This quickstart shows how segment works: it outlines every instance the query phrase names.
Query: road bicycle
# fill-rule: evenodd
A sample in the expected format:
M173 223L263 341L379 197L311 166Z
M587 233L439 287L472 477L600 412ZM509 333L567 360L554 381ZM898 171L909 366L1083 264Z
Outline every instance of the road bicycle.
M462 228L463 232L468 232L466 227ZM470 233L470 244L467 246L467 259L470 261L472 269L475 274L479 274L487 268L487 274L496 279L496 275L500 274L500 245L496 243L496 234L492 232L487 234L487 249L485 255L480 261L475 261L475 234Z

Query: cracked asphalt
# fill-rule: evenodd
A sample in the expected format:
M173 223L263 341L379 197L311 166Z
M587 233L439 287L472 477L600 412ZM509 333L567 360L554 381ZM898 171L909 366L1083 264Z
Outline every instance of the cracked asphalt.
........
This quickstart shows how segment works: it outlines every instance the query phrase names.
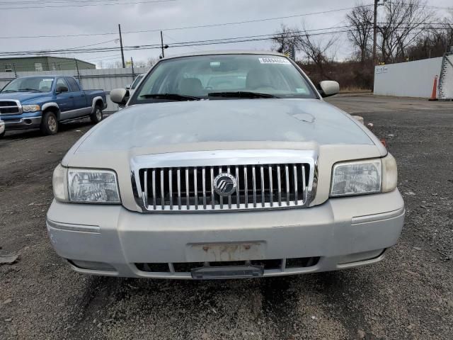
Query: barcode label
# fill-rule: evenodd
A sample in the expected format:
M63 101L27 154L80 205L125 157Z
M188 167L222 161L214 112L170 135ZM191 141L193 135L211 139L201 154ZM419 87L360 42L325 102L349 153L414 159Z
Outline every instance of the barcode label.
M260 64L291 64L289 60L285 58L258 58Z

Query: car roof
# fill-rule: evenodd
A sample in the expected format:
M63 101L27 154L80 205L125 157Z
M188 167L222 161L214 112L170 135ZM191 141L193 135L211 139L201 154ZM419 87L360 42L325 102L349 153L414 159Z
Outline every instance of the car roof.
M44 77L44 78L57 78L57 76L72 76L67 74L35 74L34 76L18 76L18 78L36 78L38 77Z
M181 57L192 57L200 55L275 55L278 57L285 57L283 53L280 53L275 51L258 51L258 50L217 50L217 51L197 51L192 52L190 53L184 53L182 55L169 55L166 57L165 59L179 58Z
........
TASK — Reproduce the material above without changes, from the line containing "Query: cracked asphalt" through the line containing "Outline every instance of the cracked", including both of those lines.

ANSWER TO THE PROBLEM —
Query: cracked asphalt
# fill-rule: evenodd
A sample in the expected format:
M173 223L263 341L379 197L311 166Z
M587 233L439 287L472 477L600 412ZM509 333L567 360L554 381ZM898 171L909 366L1083 264Z
Outline every instance of the cracked asphalt.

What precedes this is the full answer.